Okuma Parçası
──────────

Kırşehir bu aylarda gurbetçilerle bir yoğunluk içinde geçer. Yıllardır gurbet ellerde yaşayan Kırşehirli hemşehrilerimiz, yaz tatillerini memleketlerinde sevdikleriyle geçirmek için Kırşehir’e akın ederler.

Kırşehir bu aylarda gurbetçilerle bir yoğunluk içinde geçer.
Yıllardır gurbet ellerde yaşayan Kırşehirli hemşehrilerimiz, yaz tatillerini memleketlerinde sevdikleriyle geçirmek için Kırşehir’e akın ederler.
Hayatta en çok merak edilen ancak yaşamayınca hiçbir şeyi anlatamadığın şeyin adıdır gurbet…
Gurbete gidenin yok ise bunu anlayamazsın.
Belki etrafımızda, yanı başımızda yüzlerce insan da olsa, eğer ki ben kendi istediğim yerde ve kendi istediğim kişiler ile değil isem gurbet bir anlamda budur.
Yaz ayları yaklaşınca ve gurbette sevdiklerimiz varsa tatlı bir telaş alır içimizi, sevdiklerimize, annemize, babımıza, kız kardeşlerimize, yeğenlerimize kavuşmak hayalidir bu telaşın adı.
Yurt dışındakiler için izin zamanı gelir heyecan doruğa ulaşır. Tatlılar börekler en güzel yemekler yapılır sevdiklerimize ikram etmek için. Ama bütün bunların aslında hiçbir önemin yoktur, sevdiklerinizi karşınızda görüp ona sarılıp onu koklayıp, özlemle gözyaşlarını doya doya akıtmanız kadar.
Ağlamak bile sevdiklerinizle güzeldir. Bazen ağlayamazsınız yüreğinize akıtırsınız gözyaşlarınızı bu daha da ayrı bir acı verir insana tıpkı bende olduğu gibi…
Bir yıl belki üç yıl uzakta olan sevdiklerinizin gelmesi o kadar uzun sürer ki dayanamaz ağlarsınız...
Oysa izne gelen sevdiklerinizin izninin nasıl bittiğini hiç anlayamazsınız yine ağlarsınız. Bir sonraki yılın yaz aylarının gelmesini şimdiden bekler olursunuz.
Her yıl sevdiklerinizin yüzleri değişmiştir ama siz bunu hissetseniz bile onlara söyleyemezsiniz tıpkı onların da size söyleyemediği gibi...
Onlar bizim canlarımız kanlarımın karındaşlarımızdır yani yüreğimizin diğer parçasıdırlar…
İzin azdır 4, 5, bilemedin 6 haftadır. Yılda sadece 6 hafta, bir haftası yolda geçer, bir haftası yıl içerisinde ölenlere taziyeye gitmekle, bir haftası alışveriş bir haftası eş dost ziyareti derken arabaya yükler konulmaya başlamıştır bile.

──────────

Gösterilen Kayıtlar
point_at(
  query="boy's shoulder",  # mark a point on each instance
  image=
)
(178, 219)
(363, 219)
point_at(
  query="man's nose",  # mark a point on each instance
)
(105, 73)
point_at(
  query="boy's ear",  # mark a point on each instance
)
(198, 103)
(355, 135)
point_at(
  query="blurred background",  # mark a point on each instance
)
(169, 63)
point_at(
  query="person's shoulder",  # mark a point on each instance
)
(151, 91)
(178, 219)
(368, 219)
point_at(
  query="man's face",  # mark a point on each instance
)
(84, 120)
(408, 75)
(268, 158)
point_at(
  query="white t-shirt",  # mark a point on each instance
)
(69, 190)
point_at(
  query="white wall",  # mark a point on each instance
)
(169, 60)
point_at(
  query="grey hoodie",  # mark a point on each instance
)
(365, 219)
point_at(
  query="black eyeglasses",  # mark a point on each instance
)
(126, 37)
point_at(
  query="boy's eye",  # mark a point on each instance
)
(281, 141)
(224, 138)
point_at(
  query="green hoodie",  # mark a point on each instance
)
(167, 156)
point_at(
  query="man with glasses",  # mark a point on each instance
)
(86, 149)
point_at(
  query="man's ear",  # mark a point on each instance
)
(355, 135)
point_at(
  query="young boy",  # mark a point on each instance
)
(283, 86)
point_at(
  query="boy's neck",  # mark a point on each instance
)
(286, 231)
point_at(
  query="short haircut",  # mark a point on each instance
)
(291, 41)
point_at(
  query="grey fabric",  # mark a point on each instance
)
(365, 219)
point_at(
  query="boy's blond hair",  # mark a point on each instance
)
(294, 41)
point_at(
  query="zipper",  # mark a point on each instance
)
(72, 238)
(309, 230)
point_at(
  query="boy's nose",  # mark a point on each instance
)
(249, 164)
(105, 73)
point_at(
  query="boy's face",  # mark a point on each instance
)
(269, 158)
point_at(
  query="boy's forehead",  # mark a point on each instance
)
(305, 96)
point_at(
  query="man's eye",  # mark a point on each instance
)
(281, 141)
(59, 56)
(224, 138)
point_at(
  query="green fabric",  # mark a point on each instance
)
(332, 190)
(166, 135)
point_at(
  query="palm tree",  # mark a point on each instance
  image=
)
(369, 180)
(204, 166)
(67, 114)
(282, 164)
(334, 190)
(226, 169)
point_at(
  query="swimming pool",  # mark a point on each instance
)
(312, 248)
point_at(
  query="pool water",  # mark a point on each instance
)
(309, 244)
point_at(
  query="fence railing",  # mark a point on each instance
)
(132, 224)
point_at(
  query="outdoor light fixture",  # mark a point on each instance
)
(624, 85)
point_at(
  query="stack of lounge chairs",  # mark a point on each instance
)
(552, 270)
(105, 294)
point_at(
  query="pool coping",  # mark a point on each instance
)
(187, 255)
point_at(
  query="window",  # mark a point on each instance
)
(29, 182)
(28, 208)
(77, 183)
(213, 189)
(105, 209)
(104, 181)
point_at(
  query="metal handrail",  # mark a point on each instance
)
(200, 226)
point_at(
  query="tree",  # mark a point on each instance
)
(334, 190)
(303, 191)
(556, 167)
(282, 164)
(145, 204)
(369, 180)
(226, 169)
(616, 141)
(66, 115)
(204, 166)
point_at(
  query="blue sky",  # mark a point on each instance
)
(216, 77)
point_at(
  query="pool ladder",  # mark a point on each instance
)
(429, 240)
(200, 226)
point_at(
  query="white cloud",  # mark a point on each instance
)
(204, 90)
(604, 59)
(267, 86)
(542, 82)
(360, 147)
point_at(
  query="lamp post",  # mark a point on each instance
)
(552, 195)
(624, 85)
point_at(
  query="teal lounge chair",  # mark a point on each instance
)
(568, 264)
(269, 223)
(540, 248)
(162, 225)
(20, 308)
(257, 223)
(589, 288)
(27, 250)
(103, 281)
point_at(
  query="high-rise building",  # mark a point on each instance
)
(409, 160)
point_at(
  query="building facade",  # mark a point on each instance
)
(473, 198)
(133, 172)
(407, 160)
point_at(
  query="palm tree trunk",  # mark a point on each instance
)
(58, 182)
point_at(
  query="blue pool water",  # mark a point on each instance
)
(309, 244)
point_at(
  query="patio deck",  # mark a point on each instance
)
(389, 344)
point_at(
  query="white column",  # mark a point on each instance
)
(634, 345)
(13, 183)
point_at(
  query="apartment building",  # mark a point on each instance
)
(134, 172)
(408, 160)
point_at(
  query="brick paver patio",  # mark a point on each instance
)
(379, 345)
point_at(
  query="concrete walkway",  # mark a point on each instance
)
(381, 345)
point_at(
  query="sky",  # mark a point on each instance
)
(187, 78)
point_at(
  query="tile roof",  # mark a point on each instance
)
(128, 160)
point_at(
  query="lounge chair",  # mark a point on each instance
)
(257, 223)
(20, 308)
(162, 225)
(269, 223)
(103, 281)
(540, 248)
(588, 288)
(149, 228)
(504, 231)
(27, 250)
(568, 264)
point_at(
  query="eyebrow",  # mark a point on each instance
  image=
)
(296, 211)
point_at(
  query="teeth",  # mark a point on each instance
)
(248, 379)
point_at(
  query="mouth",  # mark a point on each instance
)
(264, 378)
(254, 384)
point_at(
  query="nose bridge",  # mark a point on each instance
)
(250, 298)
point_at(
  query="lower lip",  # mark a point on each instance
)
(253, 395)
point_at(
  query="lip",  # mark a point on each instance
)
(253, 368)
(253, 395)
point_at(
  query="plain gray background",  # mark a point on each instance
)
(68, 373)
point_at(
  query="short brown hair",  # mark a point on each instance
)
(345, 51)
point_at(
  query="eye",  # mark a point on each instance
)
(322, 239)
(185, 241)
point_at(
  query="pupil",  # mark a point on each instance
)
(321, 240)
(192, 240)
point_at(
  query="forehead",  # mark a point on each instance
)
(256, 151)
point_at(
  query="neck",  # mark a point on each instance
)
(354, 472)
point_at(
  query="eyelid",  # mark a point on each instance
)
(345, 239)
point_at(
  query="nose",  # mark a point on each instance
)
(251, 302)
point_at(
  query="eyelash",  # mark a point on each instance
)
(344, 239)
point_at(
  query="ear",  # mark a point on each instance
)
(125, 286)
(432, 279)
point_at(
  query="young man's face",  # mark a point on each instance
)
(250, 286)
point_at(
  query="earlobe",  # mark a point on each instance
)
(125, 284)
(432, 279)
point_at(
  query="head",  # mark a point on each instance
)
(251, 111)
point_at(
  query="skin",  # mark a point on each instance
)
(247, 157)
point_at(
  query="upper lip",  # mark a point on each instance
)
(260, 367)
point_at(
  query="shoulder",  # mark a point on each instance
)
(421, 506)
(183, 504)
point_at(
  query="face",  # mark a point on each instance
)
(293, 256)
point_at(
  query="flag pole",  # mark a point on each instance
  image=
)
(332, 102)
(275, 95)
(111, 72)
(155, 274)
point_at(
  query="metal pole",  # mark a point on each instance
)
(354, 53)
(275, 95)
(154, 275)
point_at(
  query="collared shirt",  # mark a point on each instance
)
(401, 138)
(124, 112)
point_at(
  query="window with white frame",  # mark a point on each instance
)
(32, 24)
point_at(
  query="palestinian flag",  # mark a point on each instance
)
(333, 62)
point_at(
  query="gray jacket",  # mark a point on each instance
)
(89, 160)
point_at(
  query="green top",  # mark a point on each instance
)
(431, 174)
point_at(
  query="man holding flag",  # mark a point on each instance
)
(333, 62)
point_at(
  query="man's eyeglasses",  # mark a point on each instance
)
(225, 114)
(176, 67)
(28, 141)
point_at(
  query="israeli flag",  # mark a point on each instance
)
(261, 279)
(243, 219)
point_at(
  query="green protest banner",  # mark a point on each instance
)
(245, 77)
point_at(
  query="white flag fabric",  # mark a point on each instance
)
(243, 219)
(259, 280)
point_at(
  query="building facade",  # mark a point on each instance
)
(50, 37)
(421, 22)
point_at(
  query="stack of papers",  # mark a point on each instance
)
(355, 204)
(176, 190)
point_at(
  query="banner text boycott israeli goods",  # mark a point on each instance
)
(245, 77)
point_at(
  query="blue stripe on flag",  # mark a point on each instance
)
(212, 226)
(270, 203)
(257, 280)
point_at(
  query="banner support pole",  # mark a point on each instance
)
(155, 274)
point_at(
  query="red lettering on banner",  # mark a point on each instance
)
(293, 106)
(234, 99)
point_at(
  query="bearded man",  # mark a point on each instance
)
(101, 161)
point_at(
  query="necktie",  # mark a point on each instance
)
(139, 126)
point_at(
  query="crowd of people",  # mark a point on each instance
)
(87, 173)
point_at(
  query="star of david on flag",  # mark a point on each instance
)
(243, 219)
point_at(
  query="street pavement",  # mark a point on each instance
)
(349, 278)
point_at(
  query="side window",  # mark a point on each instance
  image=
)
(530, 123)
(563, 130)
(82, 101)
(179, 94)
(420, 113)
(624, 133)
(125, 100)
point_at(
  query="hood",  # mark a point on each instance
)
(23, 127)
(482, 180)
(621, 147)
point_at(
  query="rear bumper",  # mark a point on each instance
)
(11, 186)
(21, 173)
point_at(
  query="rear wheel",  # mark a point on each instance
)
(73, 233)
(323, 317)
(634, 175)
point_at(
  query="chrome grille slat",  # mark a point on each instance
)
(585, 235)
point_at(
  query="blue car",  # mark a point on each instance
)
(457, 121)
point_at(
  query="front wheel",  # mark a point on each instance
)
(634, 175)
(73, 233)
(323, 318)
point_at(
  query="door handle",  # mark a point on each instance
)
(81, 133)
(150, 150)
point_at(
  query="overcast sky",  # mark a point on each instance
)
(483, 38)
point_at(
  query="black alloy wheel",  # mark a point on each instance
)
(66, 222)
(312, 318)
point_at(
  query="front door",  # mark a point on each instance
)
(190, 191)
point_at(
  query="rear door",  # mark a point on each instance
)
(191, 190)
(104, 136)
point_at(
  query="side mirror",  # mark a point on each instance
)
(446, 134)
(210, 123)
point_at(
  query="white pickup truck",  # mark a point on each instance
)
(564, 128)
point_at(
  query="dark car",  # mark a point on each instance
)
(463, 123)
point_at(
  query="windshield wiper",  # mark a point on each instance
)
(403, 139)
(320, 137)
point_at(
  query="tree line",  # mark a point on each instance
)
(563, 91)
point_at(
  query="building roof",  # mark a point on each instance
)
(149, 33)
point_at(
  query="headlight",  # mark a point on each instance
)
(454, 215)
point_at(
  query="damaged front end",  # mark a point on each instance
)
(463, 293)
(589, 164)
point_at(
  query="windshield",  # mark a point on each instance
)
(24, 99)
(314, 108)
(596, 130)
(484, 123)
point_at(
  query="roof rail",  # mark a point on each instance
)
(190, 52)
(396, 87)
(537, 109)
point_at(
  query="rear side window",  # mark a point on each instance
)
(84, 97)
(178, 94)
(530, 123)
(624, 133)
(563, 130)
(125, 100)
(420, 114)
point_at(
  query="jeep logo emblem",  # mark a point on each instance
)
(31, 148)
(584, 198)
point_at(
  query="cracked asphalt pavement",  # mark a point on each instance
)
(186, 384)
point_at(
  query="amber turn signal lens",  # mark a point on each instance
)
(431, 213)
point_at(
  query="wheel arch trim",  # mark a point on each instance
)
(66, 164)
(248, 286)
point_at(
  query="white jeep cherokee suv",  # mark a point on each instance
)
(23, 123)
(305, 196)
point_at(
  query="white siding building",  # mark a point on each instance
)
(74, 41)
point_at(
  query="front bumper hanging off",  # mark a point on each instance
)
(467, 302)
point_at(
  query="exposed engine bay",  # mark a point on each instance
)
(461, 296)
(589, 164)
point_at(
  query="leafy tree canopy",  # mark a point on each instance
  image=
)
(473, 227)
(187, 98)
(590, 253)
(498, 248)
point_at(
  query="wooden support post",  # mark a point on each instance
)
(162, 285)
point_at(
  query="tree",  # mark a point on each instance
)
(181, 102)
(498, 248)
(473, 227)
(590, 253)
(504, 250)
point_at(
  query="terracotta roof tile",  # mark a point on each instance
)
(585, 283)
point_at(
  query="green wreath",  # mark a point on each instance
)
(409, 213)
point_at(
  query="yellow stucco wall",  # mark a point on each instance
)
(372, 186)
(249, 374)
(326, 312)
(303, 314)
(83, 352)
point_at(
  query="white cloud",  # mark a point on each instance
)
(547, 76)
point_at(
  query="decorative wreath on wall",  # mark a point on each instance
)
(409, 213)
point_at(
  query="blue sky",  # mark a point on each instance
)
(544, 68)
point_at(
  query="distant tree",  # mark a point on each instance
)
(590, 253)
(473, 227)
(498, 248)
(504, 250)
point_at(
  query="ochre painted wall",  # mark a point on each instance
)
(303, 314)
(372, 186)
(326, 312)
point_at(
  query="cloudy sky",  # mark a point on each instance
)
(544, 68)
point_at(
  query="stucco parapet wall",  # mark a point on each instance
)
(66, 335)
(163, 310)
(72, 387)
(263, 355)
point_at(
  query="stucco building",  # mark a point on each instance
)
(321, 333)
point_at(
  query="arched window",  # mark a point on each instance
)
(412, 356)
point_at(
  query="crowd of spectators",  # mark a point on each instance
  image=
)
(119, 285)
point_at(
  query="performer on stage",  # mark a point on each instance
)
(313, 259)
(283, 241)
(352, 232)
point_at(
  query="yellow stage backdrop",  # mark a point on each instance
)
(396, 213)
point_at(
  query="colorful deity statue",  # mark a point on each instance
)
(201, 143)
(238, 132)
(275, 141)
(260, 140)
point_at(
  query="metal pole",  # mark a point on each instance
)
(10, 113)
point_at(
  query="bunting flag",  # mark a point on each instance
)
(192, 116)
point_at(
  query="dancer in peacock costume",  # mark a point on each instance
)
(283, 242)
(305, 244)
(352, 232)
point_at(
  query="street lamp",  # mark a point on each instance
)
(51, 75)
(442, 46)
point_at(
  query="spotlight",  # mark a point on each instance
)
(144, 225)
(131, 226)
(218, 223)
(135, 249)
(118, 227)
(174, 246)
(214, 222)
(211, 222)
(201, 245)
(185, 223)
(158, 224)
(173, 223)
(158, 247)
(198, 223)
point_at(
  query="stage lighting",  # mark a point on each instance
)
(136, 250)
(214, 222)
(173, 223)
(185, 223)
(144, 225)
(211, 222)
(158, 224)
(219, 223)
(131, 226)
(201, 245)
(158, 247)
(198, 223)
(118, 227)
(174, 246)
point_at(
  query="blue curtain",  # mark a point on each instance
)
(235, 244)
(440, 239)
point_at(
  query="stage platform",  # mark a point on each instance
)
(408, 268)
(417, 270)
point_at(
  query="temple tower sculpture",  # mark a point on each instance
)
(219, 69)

──────────

Sorular ve Görevler
1. Kayıtlarda "background" dizgesini içeren her satırı belirleyip olduğu gibi kopyalayın.
2. Gurbetçilerin yaz izninde Kırşehir'e dönüşünü anlatan metni, son cümlesinin ardından sürdürün.

Görev Sırasıyla Cevaplar
1.
  query="blurred background",  # mark a point on each instance
  query="plain gray background",  # mark a point on each instance

2.
Doğup büyüdüğünüz çocukluğunuzun geçtiği mahalleniz, eviniz mis gibi kokar burnunuza. Hele vatanın ayrı bir özlemi kokusu vardır tarifi imkansız.
Sevdiklerinle baş başa verip üç beş saat bile geçirememenin verdiği üzüntüyü ancak ayrılınca anlarsın.
Kendi kendinize söylenir durursunuz hiç söylemek istemeyip de “ne çabukta geçip gitti zaman” diye.
Veda zamanı gelir en zor olanı da budur aslında…
Gözler dolar, dolar ama ağlamak istemezsiniz ama ağlayamazsınız. Çünkü sevdikleriniz yola çıkacaktır mutsuz olmasın yolculukları zehir olmasın diye.
Tek tek başlarsın vedalaşmaya en zor olanı en yakın olana vedadır, sımsıkı sarılır bırakmak istemezsin. Bakamazsın yüzüne oda senin yüzüne bakamaz zaten.
Ama ne kadar bunu becerebilseniz de yol başlayınca onlar arabanın içinde siz ise burada karşılıklı ağlarsınız hem de hıçkıra hıçkıra…
Buraya gelirken çabucak biten yollar dönüşte bitmek bilmez sanki ölünüz gidiyordur yabancı memlekete…
Elin gavur memleketinde yabancı, burada ise gurbetçisinizdir. Ama bizim gurbetimiz hep yüreğimizdedir.
Ne kadar da güzel söylemiş güzel Aysel bacım benim "Özlemekten daha acı ve zor bir şey varsa o da özlediğin kişilere özlemini söyleyememektir."
Ne özlemini söyleyebilir, ne de özlediğini…
Gurbeti sadece sizler orada yaşamıyorsunuz bizlerde burada yaşıyoruz aslında.
Başta dediğim gibi sevdikleriniz sizi sevenlerin yanında değilseniz asıl gurbet ve yalnızlık odur.
Herkesin bir kaderi var sizin kaderiniz de buymuş.
Allah tüm gurbetçilerimizin yollarını açık canlarını sağ etsin. Sizler bizlerin yüreğisiniz. Emin olun siz orda gurbeti yaşarken bizde burada hasreti yaşıyoruz...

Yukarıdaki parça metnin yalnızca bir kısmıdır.